What you have to do —
Rewrite all the records below as a Markdown table with two columns, Row and Line. Put each non-blank line in its own numbered row.

══════════

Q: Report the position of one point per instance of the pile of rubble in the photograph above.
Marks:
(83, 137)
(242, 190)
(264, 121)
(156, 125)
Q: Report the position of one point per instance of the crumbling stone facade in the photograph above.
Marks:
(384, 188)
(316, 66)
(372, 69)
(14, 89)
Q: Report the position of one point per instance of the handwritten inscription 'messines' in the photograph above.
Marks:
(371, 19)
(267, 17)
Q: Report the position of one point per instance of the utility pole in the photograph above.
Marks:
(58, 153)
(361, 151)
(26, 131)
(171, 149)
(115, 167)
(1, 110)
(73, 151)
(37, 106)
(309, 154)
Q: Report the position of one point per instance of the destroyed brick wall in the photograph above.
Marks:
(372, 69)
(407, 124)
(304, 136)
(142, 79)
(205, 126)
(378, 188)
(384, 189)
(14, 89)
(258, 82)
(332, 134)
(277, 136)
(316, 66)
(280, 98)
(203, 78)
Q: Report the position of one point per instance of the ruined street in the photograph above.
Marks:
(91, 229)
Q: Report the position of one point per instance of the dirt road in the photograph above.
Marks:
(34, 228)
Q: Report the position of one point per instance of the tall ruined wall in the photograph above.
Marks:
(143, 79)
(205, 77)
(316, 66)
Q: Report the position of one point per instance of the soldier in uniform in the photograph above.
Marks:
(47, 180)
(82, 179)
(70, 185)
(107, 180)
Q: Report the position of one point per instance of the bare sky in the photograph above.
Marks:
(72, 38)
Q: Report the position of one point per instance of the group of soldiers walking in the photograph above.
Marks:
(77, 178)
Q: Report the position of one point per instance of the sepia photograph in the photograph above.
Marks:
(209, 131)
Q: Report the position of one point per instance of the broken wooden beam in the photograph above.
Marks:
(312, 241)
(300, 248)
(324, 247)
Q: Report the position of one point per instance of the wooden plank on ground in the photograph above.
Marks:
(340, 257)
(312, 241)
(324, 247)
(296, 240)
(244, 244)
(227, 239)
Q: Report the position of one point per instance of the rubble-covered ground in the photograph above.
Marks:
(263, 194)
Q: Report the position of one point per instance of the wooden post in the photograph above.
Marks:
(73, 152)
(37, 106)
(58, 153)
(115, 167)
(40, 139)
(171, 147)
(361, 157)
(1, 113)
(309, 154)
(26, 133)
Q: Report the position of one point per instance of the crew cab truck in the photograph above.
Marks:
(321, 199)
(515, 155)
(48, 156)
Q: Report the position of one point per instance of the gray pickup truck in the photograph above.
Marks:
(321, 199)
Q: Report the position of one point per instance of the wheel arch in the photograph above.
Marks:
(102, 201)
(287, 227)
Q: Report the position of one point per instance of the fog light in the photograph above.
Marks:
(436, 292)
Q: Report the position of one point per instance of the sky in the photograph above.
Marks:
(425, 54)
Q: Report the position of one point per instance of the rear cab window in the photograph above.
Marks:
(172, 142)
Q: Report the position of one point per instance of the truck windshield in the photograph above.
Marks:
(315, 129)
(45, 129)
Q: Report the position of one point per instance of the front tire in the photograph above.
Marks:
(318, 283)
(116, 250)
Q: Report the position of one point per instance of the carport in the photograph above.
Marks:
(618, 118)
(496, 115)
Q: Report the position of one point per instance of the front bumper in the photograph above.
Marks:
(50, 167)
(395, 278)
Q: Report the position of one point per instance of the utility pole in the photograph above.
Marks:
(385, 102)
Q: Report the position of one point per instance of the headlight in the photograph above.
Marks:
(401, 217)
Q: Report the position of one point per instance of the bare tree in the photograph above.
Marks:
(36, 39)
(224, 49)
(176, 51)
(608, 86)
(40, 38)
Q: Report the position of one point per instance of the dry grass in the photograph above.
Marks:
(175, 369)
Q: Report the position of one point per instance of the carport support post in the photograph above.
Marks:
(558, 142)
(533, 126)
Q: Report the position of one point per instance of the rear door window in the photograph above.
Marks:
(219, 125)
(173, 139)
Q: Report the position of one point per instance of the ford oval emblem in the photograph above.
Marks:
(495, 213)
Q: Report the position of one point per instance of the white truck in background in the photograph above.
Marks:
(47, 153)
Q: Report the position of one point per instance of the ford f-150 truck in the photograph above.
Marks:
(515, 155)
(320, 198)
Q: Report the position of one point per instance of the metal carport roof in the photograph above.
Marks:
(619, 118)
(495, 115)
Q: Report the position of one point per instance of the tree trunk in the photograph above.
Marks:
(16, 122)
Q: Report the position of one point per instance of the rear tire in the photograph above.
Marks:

══════════

Reply —
| Row | Line |
|---|---|
| 1 | Q: Report the position of one point per instance of the pile of rubble in the photograph above. |
| 2 | Marks: |
| 3 | (83, 137) |
| 4 | (242, 190) |
| 5 | (264, 121) |
| 6 | (156, 125) |
| 7 | Q: Report the position of one point per instance of the crumbling stone facade in the photograph above. |
| 8 | Marks: |
| 9 | (384, 188) |
| 10 | (316, 66) |
| 11 | (372, 69) |
| 12 | (14, 89) |
| 13 | Q: Report the position of one point per instance of the handwritten inscription 'messines' in the photograph above. |
| 14 | Marks: |
| 15 | (371, 19) |
| 16 | (267, 17) |
| 17 | Q: Report the position of one point per instance of the utility pole in the photograph above. |
| 18 | Marks: |
| 19 | (58, 153) |
| 20 | (361, 151) |
| 21 | (26, 131) |
| 22 | (171, 149) |
| 23 | (115, 167) |
| 24 | (1, 110) |
| 25 | (73, 151) |
| 26 | (37, 106) |
| 27 | (309, 154) |
| 28 | Q: Report the position of one point per instance of the destroyed brick wall in the photograph above. |
| 29 | Marks: |
| 30 | (372, 69) |
| 31 | (407, 124) |
| 32 | (304, 136) |
| 33 | (142, 79) |
| 34 | (205, 126) |
| 35 | (378, 188) |
| 36 | (384, 189) |
| 37 | (14, 89) |
| 38 | (258, 82) |
| 39 | (332, 134) |
| 40 | (277, 136) |
| 41 | (316, 66) |
| 42 | (280, 98) |
| 43 | (203, 78) |
| 44 | Q: Report the position of one point per instance of the ruined street in the photograph above. |
| 45 | Marks: |
| 46 | (91, 229) |
| 47 | Q: Report the position of one point per instance of the dirt road in the photograph above. |
| 48 | Marks: |
| 49 | (34, 228) |
| 50 | Q: Report the position of one point per instance of the tall ruined wall in the photograph above. |
| 51 | Marks: |
| 52 | (143, 79) |
| 53 | (205, 77) |
| 54 | (316, 66) |
| 55 | Q: Report the position of one point per instance of the soldier in uniform in the photograph above. |
| 56 | Marks: |
| 57 | (47, 180) |
| 58 | (82, 179) |
| 59 | (70, 185) |
| 60 | (107, 180) |
| 61 | Q: Report the position of one point per instance of the bare sky in the photograph above. |
| 62 | Marks: |
| 63 | (72, 38) |
| 64 | Q: Report the position of one point per instance of the group of soldiers walking in the photograph above. |
| 65 | Marks: |
| 66 | (77, 178) |
| 67 | Q: Report the position of one point per instance of the sepia photograph in the photograph above. |
| 68 | Marks: |
| 69 | (209, 131) |
| 70 | Q: Report the position of one point per instance of the broken wooden beam in the photograph above. |
| 71 | Marks: |
| 72 | (312, 241) |
| 73 | (300, 248) |
| 74 | (324, 247) |
| 75 | Q: Report the position of one point per instance of the wooden plank on ground in the photograph above. |
| 76 | Marks: |
| 77 | (340, 257) |
| 78 | (312, 241) |
| 79 | (324, 247) |
| 80 | (296, 240) |
| 81 | (244, 244) |
| 82 | (227, 239) |
| 83 | Q: Report the position of one point per instance of the rubble-covered ground in the photograph above. |
| 84 | Marks: |
| 85 | (263, 194) |
| 86 | Q: Report the position of one point per instance of the wooden post in the photograph above. |
| 87 | Marks: |
| 88 | (73, 152) |
| 89 | (37, 106) |
| 90 | (58, 153) |
| 91 | (115, 167) |
| 92 | (40, 139) |
| 93 | (171, 147) |
| 94 | (361, 157) |
| 95 | (1, 113) |
| 96 | (309, 154) |
| 97 | (26, 133) |
| 98 | Q: Report the position of one point per instance of the crew cab truck in the photograph above. |
| 99 | Marks: |
| 100 | (321, 199) |
| 101 | (515, 155) |
| 102 | (48, 156) |
| 103 | Q: Report the position of one point per instance of the gray pickup truck in the photograph above. |
| 104 | Marks: |
| 105 | (321, 199) |
| 106 | Q: Report the position of one point per instance of the wheel arch in the photograph above. |
| 107 | Marks: |
| 108 | (102, 201) |
| 109 | (287, 227) |
| 110 | Q: Report the position of one point per instance of the fog light in the photograph above. |
| 111 | Marks: |
| 112 | (436, 292) |
| 113 | Q: Report the position of one point per instance of the sky in the photograph above. |
| 114 | Marks: |
| 115 | (425, 54) |
| 116 | Q: Report the position of one point per instance of the rear cab window in the photograph above. |
| 117 | Marks: |
| 118 | (172, 142) |
| 119 | Q: Report the position of one point per instance of the truck windshield in the photograph above. |
| 120 | Marks: |
| 121 | (315, 129) |
| 122 | (45, 129) |
| 123 | Q: Report the position of one point per instance of the front tire in the photograph above. |
| 124 | Marks: |
| 125 | (318, 283) |
| 126 | (116, 250) |
| 127 | Q: Report the position of one point per instance of the carport in the photograph above. |
| 128 | Marks: |
| 129 | (618, 118) |
| 130 | (496, 115) |
| 131 | Q: Report the position of one point per instance of the front bumper in the photograph above. |
| 132 | Marks: |
| 133 | (50, 167) |
| 134 | (395, 278) |
| 135 | Q: Report the position of one point per instance of the utility pole in the photograph above. |
| 136 | Marks: |
| 137 | (385, 102) |
| 138 | Q: Report the position of one point per instance of the headlight in the photograph above. |
| 139 | Marks: |
| 140 | (401, 217) |
| 141 | Q: Report the position of one point per instance of the bare tree in the photograph above. |
| 142 | Marks: |
| 143 | (36, 39) |
| 144 | (224, 49) |
| 145 | (176, 51) |
| 146 | (608, 86) |
| 147 | (40, 38) |
| 148 | Q: Report the position of one point per instance of the dry grass in the photograph above. |
| 149 | Marks: |
| 150 | (175, 369) |
| 151 | Q: Report the position of one point per instance of the carport support post in the photograph above. |
| 152 | Marks: |
| 153 | (558, 142) |
| 154 | (533, 126) |
| 155 | Q: Report the position of one point per instance of the rear door window in the photograph above. |
| 156 | Marks: |
| 157 | (219, 125) |
| 158 | (173, 139) |
| 159 | Q: Report the position of one point per instance of the ford oval emblem in the photograph above. |
| 160 | Marks: |
| 161 | (495, 213) |
| 162 | Q: Report the position of one point per instance of the white truck in background in the photograph above. |
| 163 | Marks: |
| 164 | (47, 153) |
| 165 | Q: Report the position of one point per instance of the ford f-150 truck in the photograph above. |
| 166 | Marks: |
| 167 | (515, 155) |
| 168 | (320, 198) |
| 169 | Q: Report the position of one point per instance of the metal carport roof in the photograph above. |
| 170 | Marks: |
| 171 | (619, 118) |
| 172 | (495, 115) |
| 173 | Q: Report the position of one point per instance of the tree trunk in the photograph above. |
| 174 | Marks: |
| 175 | (16, 122) |
| 176 | Q: Report the position of one point per instance of the rear tire in the photograph above. |
| 177 | Marks: |